#### [Goal of the exercise]
Present the following data again exactly as it is shown.

#### [Entries]
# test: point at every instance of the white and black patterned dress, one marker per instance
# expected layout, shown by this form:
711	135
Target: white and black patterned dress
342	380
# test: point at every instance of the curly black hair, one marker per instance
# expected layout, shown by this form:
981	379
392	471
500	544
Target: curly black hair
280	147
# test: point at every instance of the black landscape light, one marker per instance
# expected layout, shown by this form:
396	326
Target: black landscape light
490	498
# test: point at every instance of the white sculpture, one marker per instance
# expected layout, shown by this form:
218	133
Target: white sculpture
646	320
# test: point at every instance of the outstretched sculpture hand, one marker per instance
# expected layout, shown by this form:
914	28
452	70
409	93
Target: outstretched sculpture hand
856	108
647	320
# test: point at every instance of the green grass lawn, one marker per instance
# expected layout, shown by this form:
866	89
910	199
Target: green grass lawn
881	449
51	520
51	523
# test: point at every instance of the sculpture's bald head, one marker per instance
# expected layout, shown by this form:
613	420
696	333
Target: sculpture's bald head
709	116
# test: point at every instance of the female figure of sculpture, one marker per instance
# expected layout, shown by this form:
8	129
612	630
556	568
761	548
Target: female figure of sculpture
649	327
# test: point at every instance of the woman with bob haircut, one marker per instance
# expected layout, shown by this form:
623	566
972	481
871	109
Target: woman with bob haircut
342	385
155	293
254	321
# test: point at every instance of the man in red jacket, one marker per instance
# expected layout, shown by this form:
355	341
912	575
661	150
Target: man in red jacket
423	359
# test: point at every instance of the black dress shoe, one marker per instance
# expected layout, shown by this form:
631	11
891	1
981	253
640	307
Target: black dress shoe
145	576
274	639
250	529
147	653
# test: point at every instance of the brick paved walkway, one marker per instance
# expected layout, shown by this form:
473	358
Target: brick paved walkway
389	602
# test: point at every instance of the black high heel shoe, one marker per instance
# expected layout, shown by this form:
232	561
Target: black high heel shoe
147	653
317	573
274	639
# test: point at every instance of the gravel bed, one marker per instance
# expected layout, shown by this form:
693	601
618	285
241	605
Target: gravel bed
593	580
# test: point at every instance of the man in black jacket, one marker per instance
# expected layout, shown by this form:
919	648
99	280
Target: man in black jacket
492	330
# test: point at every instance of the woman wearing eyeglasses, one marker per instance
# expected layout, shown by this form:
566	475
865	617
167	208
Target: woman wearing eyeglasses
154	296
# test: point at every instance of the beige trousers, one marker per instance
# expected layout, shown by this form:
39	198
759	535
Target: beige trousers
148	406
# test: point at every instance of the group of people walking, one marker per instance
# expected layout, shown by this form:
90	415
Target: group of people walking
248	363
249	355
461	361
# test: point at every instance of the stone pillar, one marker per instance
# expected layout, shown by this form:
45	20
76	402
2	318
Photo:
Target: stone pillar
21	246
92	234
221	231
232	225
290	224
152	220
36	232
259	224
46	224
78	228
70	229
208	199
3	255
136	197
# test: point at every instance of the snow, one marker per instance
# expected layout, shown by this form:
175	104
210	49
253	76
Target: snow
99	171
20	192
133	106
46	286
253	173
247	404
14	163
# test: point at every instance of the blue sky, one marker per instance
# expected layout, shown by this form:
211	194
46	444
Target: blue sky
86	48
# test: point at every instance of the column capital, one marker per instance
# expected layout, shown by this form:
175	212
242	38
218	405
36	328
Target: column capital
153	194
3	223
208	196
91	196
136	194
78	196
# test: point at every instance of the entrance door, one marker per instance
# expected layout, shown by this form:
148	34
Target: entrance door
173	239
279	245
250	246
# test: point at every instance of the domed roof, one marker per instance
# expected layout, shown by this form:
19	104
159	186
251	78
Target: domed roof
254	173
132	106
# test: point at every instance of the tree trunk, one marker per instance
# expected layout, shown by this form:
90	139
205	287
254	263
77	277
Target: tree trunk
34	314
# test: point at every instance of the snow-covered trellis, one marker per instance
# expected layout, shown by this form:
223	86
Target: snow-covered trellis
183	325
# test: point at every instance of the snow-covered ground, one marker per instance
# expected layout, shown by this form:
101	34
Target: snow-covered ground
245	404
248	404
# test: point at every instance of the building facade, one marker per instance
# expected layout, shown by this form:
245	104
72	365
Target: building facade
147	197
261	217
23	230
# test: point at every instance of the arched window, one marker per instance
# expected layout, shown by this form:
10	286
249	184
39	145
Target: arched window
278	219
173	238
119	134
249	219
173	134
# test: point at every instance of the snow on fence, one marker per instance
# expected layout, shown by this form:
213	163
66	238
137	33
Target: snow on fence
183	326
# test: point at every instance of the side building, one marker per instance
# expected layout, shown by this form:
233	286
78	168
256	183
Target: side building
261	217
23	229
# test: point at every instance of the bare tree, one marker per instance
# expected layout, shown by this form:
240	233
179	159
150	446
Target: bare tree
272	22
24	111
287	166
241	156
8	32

#### [Response for this exercise]
# test: point at every instance of the white and black patterned dress, one marker per instance
# expected layout, shown by this form:
711	135
Target: white and black patterned dress
342	380
# test: point at every instance of the curly black hair, one marker per instance
# expected layout, shown by this form:
981	379
392	471
500	544
Target: curly black hair
280	147
# test: point at every instance of the black landscape light, one marker per instance
# expected layout, shown by this form:
396	326
Target: black landscape light
490	498
# test: point at every instance of the white sculpture, one marker per instance
# expected layout, shown by this form:
218	133
Target: white sculpture
646	320
# test: point at every instance of the outstretched sculpture hand, one marker per instance
# expected layout, shown by this form:
914	28
452	70
409	93
Target: outstretched sculpture hand
856	108
647	320
# test: point at every instance of the green grass lawn, one marker per instance
# expected layout, shown by this form:
866	89
910	199
Target: green grass lawn
881	449
51	520
51	523
# test: point at every instance of the sculpture's bald head, one marker per instance
# expected layout, shown by this form:
613	420
696	333
Target: sculpture's bald head
709	116
# test: point at every instance of the female figure of sculpture, one marker per instance
# expected layout, shown by this form:
8	129
612	630
556	568
761	548
Target: female figure of sculpture
649	327
# test: point at every instance of the woman with bob haircut, one marker per instance
# expected layout, shown by this form:
623	566
972	481
871	109
Target: woman with bob haircut
342	385
155	293
254	321
# test: point at every instance of the man in red jacket, one marker per instance
# expected layout, shown by this form:
355	341
912	575
661	150
Target: man in red jacket
423	359
# test: point at every instance of the black dress shoe, one marker per instance
# expected layout, shown by this form:
631	11
891	1
981	253
640	307
Target: black dress shoe
145	576
274	639
250	529
147	653
# test: point at every instance of the brick paved walkway, one marker per instance
# expected layout, shown by this form:
473	358
Target: brick paved walkway
389	602
# test: point at every instance of the black high heel shoe, one marker per instance
# expected layout, shown by this form:
232	561
Target: black high heel shoe
147	653
317	573
274	639
# test: point at every instance of the gravel bed, one marker per instance
# expected layout, shown by this form:
693	601
618	285
241	605
Target: gravel bed
593	580
# test: point at every instance of the man in black jacket, one marker per instance
# expected layout, shown by this form:
919	648
99	280
Target: man in black jacket
492	330
# test: point at every instance of the woman wearing eyeglasses, one marker per instance
# expected layout, shown by this form:
566	475
865	617
167	208
Target: woman wearing eyeglasses
154	296
# test: point at every instance of the beige trousers, one marker per instance
# expected layout, shown by this form:
39	198
759	535
Target: beige trousers
148	406
# test: point at every instance of the group of people walking, one marker per instance
# expected layout, shown by this form:
90	415
Target: group of people walking
248	363
249	355
461	361
# test: point at every instance of the stone pillar, one marker per instance
# expected layout, shown by this form:
45	20
76	402
2	318
Photo:
Target: stone pillar
21	246
92	234
221	231
232	225
290	224
152	220
36	232
259	224
46	224
78	228
70	229
208	199
3	255
136	197
# test: point at every instance of the snow, one marker per instance
# expected layout, shown by this form:
175	104
210	49
253	76
Target: snow
99	171
20	192
133	106
46	286
253	173
247	404
14	163
# test: point at every instance of the blue sky, one marker per instance
# expected layout, shown by this form:
211	194
46	444
Target: blue sky
86	48
# test: point at every instance of the column capital, one marker per instance
# expected layout, shown by this form:
175	212
242	38
218	405
36	328
Target: column capital
153	194
3	223
208	196
91	196
136	194
78	196
# test: point at every instance of the entrance door, one marker per instance
# expected layout, shown by this form:
148	34
Target: entrance door
173	239
279	245
250	246
# test: point at every instance of the domed roof, one marker per instance
# expected layout, shown by this form:
19	104
159	186
251	78
Target: domed roof
254	173
132	106
# test: point at every instance of the tree trunk, one marker per instance
# expected layout, shown by this form:
90	139
205	287
254	263
77	277
Target: tree trunk
34	314
# test: point at every instance of the snow-covered trellis, one marker per instance
# expected layout, shown by this form:
223	86
Target: snow-covered trellis
183	325
# test: point at every instance of the snow-covered ground, one marker per instance
# expected layout, shown by this form:
101	34
Target: snow-covered ground
245	404
248	404
# test: point at every instance of the building facade, one marker per instance
# expected layout, shown by this form:
245	104
72	365
Target: building facade
147	197
261	217
23	230
# test: point at every instance of the arched window, one marker per instance
# expected layout, shown by this form:
10	286
249	184
39	145
Target: arched window
278	219
173	238
119	134
249	219
173	134
# test: point at every instance of the snow on fence, one marker per instance
# expected layout, shown by this form:
213	163
66	238
137	33
Target: snow on fence
183	326
# test: point at every instance of the side building, one marker per instance
# expected layout, shown by this form:
233	286
78	168
256	183
Target: side building
261	217
23	229
# test: point at every instance of the bare tree, one marker per instance
# expected layout, shown by this form:
240	233
179	159
150	446
Target: bare tree
272	22
24	111
287	166
241	156
8	32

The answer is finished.